### WHAT THE EXERCISE ASKS
Show each line below that contains the word "sleeve".

### STORED RECORDS
· · · · · · ·

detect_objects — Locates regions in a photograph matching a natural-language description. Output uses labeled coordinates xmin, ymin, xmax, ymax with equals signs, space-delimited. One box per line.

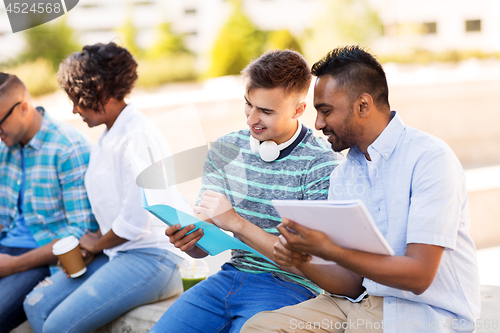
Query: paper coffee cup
xmin=52 ymin=236 xmax=87 ymax=278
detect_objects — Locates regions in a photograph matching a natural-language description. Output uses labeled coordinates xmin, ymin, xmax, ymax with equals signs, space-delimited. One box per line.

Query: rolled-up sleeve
xmin=407 ymin=151 xmax=466 ymax=250
xmin=56 ymin=143 xmax=98 ymax=238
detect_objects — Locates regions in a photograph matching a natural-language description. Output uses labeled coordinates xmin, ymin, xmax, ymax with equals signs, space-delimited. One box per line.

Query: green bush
xmin=4 ymin=58 xmax=58 ymax=96
xmin=205 ymin=0 xmax=265 ymax=77
xmin=18 ymin=18 xmax=81 ymax=71
xmin=264 ymin=29 xmax=302 ymax=53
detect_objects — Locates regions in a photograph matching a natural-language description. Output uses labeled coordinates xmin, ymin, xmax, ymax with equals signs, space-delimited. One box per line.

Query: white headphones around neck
xmin=250 ymin=123 xmax=302 ymax=162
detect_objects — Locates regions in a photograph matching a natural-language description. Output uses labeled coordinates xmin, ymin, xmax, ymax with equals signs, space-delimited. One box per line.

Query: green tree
xmin=264 ymin=29 xmax=302 ymax=53
xmin=206 ymin=0 xmax=265 ymax=77
xmin=303 ymin=0 xmax=382 ymax=61
xmin=19 ymin=17 xmax=81 ymax=70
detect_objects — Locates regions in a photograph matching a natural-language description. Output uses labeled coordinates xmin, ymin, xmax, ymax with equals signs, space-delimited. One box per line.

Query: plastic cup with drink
xmin=52 ymin=236 xmax=87 ymax=278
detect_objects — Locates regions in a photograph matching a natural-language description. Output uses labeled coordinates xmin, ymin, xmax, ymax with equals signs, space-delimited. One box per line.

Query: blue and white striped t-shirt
xmin=197 ymin=126 xmax=344 ymax=293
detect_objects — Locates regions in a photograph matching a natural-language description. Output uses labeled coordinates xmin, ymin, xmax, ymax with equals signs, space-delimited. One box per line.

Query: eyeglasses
xmin=0 ymin=101 xmax=22 ymax=134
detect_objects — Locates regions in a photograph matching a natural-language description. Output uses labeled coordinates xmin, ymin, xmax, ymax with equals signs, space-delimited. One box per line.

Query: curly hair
xmin=312 ymin=46 xmax=390 ymax=108
xmin=57 ymin=42 xmax=138 ymax=113
xmin=241 ymin=50 xmax=312 ymax=94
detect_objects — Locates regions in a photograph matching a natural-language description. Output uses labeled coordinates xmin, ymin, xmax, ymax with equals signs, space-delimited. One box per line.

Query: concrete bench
xmin=11 ymin=286 xmax=500 ymax=333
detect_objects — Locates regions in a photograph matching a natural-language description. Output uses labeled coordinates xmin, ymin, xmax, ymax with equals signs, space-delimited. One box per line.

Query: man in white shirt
xmin=242 ymin=47 xmax=480 ymax=332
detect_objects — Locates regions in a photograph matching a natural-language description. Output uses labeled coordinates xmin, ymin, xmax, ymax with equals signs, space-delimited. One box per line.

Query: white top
xmin=85 ymin=105 xmax=186 ymax=259
xmin=329 ymin=111 xmax=481 ymax=333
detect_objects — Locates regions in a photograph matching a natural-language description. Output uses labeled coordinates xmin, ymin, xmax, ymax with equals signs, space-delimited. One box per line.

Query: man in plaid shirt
xmin=0 ymin=73 xmax=97 ymax=332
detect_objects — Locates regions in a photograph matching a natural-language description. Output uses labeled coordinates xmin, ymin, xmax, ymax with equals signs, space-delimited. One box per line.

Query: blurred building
xmin=372 ymin=0 xmax=500 ymax=52
xmin=0 ymin=0 xmax=500 ymax=61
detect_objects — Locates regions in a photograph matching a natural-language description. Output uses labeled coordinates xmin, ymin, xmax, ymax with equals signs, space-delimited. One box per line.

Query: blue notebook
xmin=128 ymin=150 xmax=276 ymax=265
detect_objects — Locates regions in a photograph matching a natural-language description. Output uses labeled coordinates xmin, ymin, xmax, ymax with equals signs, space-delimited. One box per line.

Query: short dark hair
xmin=311 ymin=46 xmax=390 ymax=108
xmin=57 ymin=42 xmax=138 ymax=112
xmin=241 ymin=50 xmax=312 ymax=94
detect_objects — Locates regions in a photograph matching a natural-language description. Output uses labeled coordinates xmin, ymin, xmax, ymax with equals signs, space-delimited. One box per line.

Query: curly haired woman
xmin=24 ymin=43 xmax=190 ymax=333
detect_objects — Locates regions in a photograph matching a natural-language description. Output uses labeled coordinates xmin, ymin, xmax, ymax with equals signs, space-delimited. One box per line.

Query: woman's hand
xmin=80 ymin=232 xmax=102 ymax=254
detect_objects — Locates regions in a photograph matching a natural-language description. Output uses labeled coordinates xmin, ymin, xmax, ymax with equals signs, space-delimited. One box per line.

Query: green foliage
xmin=145 ymin=22 xmax=191 ymax=59
xmin=304 ymin=0 xmax=383 ymax=61
xmin=2 ymin=58 xmax=58 ymax=96
xmin=19 ymin=17 xmax=81 ymax=70
xmin=137 ymin=54 xmax=197 ymax=88
xmin=206 ymin=0 xmax=265 ymax=77
xmin=264 ymin=29 xmax=302 ymax=53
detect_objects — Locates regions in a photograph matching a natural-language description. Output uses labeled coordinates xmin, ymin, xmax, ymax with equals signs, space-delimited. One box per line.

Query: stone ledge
xmin=11 ymin=286 xmax=500 ymax=333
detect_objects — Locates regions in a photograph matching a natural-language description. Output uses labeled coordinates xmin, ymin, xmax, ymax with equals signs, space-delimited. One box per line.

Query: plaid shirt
xmin=0 ymin=109 xmax=98 ymax=246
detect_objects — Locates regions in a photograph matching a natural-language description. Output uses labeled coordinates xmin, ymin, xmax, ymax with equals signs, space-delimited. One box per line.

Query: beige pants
xmin=241 ymin=295 xmax=384 ymax=333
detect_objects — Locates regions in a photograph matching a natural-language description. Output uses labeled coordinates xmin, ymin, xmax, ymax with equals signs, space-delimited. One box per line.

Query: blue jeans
xmin=24 ymin=248 xmax=182 ymax=333
xmin=150 ymin=264 xmax=314 ymax=333
xmin=0 ymin=245 xmax=50 ymax=333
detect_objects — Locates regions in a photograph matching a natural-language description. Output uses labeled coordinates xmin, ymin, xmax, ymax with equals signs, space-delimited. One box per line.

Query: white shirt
xmin=329 ymin=111 xmax=480 ymax=332
xmin=85 ymin=105 xmax=187 ymax=259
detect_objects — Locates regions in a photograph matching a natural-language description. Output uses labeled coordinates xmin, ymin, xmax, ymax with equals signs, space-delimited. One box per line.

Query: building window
xmin=422 ymin=22 xmax=437 ymax=35
xmin=465 ymin=20 xmax=481 ymax=32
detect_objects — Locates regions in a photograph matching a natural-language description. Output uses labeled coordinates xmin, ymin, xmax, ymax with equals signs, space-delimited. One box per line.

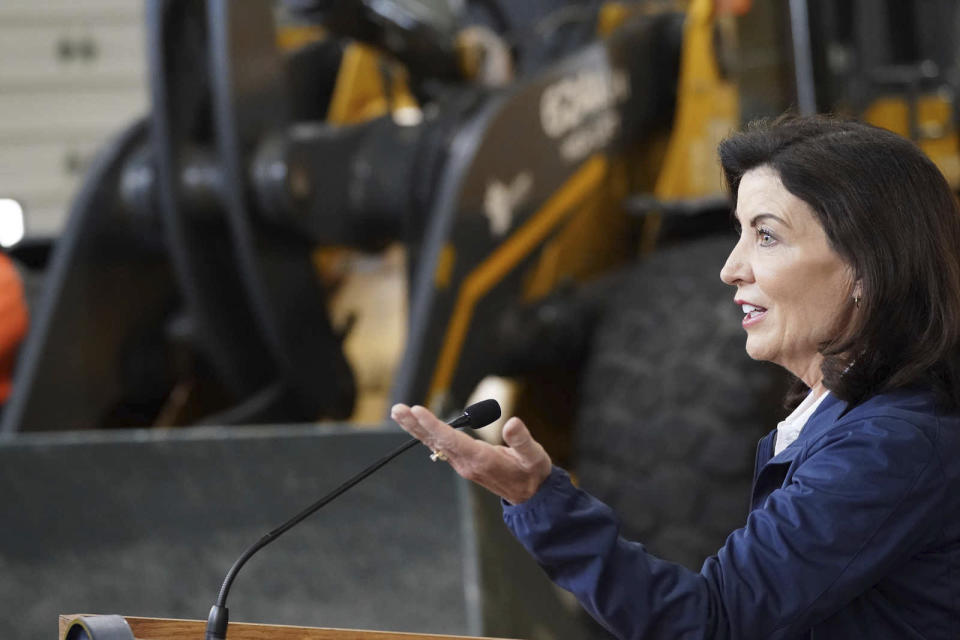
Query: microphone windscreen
xmin=463 ymin=398 xmax=500 ymax=429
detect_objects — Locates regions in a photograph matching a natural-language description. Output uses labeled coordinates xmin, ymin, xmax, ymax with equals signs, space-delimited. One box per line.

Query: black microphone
xmin=205 ymin=399 xmax=500 ymax=640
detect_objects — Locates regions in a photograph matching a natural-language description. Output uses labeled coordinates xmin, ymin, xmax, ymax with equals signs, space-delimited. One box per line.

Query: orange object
xmin=0 ymin=253 xmax=28 ymax=404
xmin=714 ymin=0 xmax=753 ymax=16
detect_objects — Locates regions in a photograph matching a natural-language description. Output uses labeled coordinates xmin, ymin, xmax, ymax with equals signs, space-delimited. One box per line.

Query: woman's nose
xmin=720 ymin=242 xmax=750 ymax=285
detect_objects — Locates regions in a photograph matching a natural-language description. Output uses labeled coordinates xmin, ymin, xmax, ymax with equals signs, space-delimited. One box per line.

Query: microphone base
xmin=204 ymin=605 xmax=230 ymax=640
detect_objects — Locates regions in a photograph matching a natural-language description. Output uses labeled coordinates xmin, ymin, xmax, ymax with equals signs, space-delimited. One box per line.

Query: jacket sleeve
xmin=504 ymin=417 xmax=943 ymax=639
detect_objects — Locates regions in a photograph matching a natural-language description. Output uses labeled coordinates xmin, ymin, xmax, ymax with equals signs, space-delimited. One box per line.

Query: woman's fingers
xmin=503 ymin=418 xmax=546 ymax=463
xmin=390 ymin=404 xmax=551 ymax=504
xmin=390 ymin=404 xmax=480 ymax=459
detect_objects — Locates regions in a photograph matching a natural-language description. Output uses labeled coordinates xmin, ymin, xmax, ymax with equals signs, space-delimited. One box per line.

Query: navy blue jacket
xmin=504 ymin=391 xmax=960 ymax=640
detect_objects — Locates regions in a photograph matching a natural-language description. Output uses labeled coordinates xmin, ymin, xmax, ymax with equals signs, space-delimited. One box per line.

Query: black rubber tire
xmin=574 ymin=236 xmax=791 ymax=570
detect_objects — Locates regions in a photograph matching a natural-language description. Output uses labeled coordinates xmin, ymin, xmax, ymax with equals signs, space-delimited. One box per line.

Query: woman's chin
xmin=746 ymin=338 xmax=771 ymax=360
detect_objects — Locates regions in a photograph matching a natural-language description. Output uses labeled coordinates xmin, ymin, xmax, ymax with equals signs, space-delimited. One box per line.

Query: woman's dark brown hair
xmin=719 ymin=116 xmax=960 ymax=408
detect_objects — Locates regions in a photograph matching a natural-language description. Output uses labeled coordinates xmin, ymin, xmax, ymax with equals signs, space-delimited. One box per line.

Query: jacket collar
xmin=769 ymin=393 xmax=847 ymax=464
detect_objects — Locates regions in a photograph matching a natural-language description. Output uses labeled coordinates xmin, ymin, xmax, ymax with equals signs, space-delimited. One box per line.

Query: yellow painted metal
xmin=277 ymin=25 xmax=327 ymax=51
xmin=327 ymin=43 xmax=417 ymax=124
xmin=863 ymin=94 xmax=960 ymax=189
xmin=523 ymin=158 xmax=633 ymax=302
xmin=654 ymin=0 xmax=740 ymax=200
xmin=428 ymin=155 xmax=608 ymax=399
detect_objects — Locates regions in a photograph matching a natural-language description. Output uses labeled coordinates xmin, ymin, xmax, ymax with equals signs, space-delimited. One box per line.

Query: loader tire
xmin=574 ymin=237 xmax=791 ymax=570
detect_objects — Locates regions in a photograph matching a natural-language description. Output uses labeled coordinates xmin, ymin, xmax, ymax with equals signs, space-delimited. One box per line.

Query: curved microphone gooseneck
xmin=205 ymin=400 xmax=500 ymax=640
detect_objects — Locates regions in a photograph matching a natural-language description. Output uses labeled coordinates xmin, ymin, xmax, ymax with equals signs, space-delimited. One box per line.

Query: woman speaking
xmin=392 ymin=117 xmax=960 ymax=640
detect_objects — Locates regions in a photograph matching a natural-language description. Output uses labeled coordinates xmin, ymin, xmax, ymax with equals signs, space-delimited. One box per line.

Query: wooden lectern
xmin=57 ymin=614 xmax=516 ymax=640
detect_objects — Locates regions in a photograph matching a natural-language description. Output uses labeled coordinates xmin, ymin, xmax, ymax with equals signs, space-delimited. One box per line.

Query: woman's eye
xmin=757 ymin=227 xmax=777 ymax=247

· · · · · · ·

### THE OUTPUT
Query: rolled-up sleeve
Query: jacket sleeve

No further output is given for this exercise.